→ **Records for processing**
========================================================================

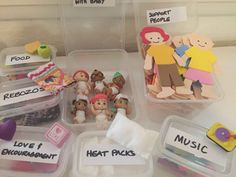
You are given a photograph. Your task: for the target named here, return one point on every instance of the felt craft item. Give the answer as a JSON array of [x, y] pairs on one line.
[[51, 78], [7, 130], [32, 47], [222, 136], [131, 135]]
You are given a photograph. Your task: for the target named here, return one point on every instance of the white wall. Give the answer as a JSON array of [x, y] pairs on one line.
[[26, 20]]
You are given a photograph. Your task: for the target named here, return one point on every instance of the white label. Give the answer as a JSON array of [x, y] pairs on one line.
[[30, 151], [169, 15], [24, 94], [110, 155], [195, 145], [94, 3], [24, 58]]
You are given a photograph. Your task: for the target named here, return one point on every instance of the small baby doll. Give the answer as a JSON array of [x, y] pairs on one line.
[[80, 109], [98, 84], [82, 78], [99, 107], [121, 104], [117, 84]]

========================================================================

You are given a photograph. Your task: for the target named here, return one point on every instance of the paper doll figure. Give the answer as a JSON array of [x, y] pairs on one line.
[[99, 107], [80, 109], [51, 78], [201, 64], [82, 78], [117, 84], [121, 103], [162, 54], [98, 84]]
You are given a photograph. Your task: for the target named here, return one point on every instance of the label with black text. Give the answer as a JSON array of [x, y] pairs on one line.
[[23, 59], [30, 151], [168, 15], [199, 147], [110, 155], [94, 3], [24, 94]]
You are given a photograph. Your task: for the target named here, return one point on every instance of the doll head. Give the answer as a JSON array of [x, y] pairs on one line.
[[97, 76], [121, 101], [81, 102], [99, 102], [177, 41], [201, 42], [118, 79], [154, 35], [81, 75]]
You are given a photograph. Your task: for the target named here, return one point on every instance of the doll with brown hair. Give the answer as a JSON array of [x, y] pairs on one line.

========================================================================

→ **Short problem**
Edit the lines from the line with "of the paper" up to and including the line with "54], [98, 84]]", putting "cardboard doll" in place of "paper doll figure" and changing nothing else. Return only those lines.

→ **Full output**
You are given a photograph. Your task: for the target named here, return one point on every instance of the cardboard doll. Give the answer as a JSON array of [x, y] pairs on one line.
[[99, 107], [80, 109], [51, 78], [201, 64], [82, 78], [117, 84], [121, 103], [162, 54], [98, 84]]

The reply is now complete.